* **Supplied text**
....................

Moscow on the Adriatic

Nothing original here, this was inspired by some recent Matt Yglesias posts:

1.  Russia is a mafia-ridden corporatist state.

Italy invented the term ‘mafia.’

2.  The Russian government controls the media.

Berlusconi owns the media.

3.  The Russian government likes to have reporters killed.

Berlusconi likes to joke about it.

4.  The Russian government is soft on Qaddafi

Italy is too.

5.  Putin jokes about ruling until he’s 120.

Berlusconi does too.

6.  Putin projects a macho image.

So does Berlusconi.

Consider the following quotation from Tyler Cowen (which I strongly support:) 

SHAFFER: What’s one economic lesson you wish all politicians would learn?

....................

* **Requests**
1. Repeat everything in the Moscow on the Adriatic post from "5.  Putin jokes" down to "I strongly support:)", word for word.
2. Decide whether each statement agrees with the Moscow on the Adriatic post. Answer yes or no, and quote the deciding words. (a) Italy invented the term "mafia." (b) Berlusconi likes to have reporters killed. (c) Putin jokes about ruling until he is 120.
Base everything on the Moscow on the Adriatic post and nothing else.

....................

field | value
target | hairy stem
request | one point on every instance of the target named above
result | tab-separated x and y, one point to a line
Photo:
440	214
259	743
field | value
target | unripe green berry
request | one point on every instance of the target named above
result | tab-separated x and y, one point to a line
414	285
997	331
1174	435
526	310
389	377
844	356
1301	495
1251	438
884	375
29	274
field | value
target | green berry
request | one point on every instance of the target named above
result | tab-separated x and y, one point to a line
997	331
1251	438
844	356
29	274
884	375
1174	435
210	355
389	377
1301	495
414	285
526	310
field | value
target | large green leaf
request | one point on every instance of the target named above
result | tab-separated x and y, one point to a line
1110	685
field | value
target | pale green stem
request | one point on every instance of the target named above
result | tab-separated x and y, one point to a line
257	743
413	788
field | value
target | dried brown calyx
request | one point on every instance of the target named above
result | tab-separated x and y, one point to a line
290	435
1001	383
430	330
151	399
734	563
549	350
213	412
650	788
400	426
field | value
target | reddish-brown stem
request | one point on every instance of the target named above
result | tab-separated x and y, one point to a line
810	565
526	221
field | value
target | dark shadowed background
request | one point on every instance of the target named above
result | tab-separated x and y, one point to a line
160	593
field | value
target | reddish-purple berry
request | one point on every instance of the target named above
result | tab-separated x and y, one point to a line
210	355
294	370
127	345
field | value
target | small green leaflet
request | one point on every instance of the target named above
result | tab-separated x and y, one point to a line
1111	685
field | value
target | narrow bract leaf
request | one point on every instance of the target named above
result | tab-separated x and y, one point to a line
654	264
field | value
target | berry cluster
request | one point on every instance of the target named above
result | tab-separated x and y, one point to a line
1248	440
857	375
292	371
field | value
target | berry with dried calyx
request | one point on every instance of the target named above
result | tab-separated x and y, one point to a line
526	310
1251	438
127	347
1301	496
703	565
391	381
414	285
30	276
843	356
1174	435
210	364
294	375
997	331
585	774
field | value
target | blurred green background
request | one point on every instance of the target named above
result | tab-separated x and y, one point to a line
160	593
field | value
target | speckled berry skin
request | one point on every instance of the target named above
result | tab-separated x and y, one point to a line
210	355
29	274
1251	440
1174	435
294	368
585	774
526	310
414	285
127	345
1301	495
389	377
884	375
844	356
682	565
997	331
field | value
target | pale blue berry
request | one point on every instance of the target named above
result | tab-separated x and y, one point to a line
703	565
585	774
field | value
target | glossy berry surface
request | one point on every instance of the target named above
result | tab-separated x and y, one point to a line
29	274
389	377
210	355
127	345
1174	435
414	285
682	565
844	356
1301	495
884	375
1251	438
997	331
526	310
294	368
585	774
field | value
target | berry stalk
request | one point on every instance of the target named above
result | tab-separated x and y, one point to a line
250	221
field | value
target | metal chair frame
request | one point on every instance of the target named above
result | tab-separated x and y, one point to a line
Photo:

....................

* **Solutions to each task**
1.
5.  Putin jokes about ruling until he’s 120.

Berlusconi does too.

6.  Putin projects a macho image.

So does Berlusconi.

Consider the following quotation from Tyler Cowen (which I strongly support:)

2.
(a) Yes: "Italy invented the term ‘mafia.’"
(b) No: "Berlusconi likes to joke about it."
(c) Yes: "Putin jokes about ruling until he’s 120."